(Data items)

§

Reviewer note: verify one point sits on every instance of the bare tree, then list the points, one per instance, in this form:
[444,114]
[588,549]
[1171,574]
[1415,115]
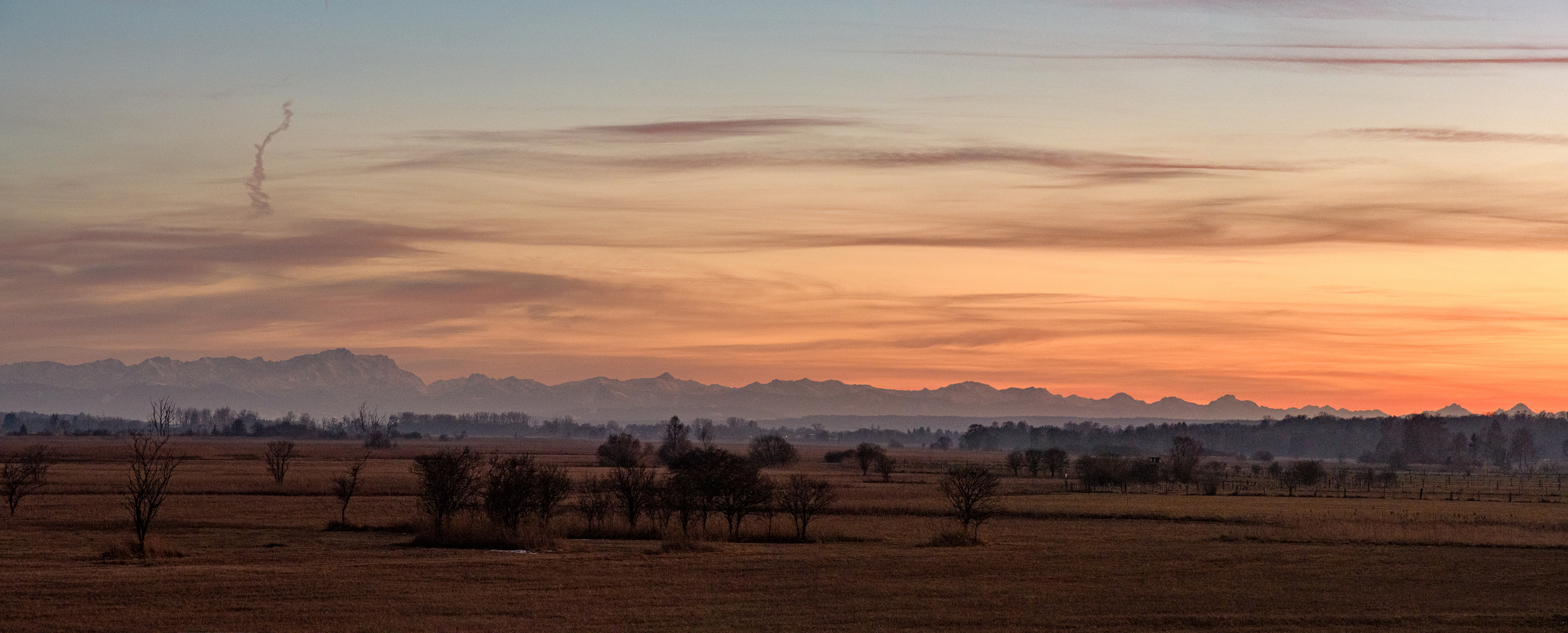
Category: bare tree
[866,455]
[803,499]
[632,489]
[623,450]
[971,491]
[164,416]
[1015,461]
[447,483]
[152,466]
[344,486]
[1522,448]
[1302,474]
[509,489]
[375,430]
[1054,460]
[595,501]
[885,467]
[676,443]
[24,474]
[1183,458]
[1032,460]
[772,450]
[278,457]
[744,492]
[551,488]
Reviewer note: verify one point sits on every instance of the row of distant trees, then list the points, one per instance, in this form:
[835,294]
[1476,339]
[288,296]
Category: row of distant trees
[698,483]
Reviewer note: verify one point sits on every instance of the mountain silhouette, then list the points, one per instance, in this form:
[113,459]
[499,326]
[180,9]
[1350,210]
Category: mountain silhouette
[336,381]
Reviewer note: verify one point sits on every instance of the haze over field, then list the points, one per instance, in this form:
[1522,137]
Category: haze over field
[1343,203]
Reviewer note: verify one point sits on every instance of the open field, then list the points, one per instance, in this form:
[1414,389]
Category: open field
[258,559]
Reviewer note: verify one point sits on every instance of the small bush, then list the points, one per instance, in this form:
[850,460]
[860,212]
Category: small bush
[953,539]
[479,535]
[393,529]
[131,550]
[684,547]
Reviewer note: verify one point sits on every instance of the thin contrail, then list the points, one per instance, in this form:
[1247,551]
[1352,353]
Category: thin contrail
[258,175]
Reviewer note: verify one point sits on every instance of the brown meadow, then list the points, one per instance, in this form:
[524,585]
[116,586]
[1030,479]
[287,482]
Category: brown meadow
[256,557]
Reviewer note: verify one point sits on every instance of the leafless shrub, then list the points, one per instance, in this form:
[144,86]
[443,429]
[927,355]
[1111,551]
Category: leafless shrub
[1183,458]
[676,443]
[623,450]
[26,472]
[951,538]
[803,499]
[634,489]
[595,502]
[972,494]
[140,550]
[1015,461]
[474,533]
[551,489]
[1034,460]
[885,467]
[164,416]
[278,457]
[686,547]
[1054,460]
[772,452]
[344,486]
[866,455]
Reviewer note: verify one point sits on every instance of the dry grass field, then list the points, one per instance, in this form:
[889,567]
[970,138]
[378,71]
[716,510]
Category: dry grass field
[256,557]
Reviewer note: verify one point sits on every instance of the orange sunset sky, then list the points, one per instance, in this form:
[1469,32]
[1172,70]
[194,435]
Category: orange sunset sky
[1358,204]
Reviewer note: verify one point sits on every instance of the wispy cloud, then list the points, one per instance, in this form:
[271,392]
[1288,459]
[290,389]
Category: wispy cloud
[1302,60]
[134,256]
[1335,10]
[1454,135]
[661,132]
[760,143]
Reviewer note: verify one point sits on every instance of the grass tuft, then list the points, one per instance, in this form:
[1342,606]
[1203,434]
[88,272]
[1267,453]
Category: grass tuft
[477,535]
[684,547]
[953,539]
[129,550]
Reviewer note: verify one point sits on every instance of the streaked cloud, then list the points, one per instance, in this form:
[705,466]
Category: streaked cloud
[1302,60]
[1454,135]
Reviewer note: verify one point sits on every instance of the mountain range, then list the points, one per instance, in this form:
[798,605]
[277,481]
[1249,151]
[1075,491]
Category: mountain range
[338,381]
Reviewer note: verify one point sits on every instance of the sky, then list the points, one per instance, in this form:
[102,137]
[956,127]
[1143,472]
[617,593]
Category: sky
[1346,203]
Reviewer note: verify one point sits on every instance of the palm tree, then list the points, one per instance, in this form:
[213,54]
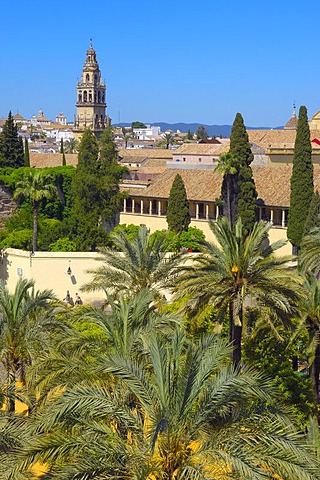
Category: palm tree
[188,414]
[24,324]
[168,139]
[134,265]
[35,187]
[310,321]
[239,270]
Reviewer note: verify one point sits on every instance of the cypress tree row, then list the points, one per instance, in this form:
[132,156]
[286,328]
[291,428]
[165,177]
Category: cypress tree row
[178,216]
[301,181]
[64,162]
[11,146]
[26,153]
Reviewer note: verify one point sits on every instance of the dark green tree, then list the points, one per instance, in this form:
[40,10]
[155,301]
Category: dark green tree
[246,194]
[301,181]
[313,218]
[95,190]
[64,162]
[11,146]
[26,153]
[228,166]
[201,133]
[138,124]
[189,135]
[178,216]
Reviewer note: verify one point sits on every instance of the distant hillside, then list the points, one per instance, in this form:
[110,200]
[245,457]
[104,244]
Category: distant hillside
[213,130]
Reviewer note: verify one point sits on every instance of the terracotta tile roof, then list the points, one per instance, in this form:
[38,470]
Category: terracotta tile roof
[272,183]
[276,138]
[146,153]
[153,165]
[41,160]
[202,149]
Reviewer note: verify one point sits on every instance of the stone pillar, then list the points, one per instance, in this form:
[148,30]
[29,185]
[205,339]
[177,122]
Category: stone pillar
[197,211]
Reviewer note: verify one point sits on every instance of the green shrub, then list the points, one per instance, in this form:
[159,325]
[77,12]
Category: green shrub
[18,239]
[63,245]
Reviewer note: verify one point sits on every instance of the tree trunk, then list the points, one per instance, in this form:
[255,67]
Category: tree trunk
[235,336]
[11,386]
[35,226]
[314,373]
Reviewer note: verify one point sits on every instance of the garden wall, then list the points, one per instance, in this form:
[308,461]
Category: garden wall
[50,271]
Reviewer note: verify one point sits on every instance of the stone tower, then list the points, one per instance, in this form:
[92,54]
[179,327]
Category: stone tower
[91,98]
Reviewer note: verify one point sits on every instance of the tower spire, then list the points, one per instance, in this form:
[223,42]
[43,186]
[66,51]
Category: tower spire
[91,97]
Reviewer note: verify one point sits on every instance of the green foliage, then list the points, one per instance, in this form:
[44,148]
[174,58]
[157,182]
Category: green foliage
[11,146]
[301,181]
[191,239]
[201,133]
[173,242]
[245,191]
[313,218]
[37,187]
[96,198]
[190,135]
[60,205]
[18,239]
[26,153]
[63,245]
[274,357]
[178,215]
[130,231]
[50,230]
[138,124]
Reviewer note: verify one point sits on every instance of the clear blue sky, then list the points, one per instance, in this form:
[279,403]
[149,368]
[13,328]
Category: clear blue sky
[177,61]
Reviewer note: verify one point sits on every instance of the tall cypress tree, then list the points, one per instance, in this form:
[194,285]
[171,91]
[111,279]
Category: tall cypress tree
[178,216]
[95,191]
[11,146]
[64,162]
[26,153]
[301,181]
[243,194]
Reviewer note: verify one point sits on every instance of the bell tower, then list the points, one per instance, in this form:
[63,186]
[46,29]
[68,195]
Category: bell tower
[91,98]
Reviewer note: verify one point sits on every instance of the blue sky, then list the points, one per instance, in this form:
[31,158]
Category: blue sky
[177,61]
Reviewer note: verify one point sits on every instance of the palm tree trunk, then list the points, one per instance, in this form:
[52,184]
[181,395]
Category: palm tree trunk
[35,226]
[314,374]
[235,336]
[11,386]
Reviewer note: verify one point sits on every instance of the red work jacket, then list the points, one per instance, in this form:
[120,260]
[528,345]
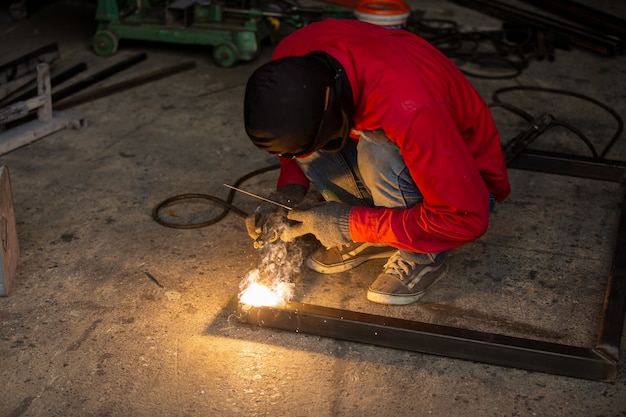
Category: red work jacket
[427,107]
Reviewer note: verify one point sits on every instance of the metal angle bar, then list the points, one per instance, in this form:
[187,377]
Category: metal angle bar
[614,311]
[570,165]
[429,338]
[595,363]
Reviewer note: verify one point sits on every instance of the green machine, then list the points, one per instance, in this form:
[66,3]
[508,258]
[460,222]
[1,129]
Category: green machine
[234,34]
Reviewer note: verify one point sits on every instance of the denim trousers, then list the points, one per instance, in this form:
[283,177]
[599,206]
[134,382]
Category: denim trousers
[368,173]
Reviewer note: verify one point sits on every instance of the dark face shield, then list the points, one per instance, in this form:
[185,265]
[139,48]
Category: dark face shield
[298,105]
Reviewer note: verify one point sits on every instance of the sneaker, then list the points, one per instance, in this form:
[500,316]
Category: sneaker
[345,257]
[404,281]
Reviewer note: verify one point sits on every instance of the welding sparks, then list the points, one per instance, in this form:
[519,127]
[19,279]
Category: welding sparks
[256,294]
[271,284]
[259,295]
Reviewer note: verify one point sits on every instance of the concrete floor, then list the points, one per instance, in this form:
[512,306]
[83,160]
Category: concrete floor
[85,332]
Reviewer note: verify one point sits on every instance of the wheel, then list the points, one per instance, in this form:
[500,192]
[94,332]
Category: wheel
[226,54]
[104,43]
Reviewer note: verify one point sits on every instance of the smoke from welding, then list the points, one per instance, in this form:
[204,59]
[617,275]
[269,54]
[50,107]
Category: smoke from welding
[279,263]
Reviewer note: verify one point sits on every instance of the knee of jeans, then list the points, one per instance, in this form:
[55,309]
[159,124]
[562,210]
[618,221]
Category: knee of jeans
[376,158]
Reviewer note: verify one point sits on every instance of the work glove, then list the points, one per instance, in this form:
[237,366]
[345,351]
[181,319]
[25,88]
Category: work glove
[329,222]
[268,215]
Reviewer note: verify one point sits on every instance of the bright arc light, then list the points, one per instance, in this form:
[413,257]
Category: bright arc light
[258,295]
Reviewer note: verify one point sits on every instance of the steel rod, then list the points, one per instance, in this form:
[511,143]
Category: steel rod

§

*SET TASK*
Retype, without any change, everything from the line containing "of the steel" down to the end of the data above.

*FINAL RESULT*
Reviewer note: verify one point sits on every instance of the steel rod, then list the points, one per instance, in this form:
[511,143]
Category: steel rod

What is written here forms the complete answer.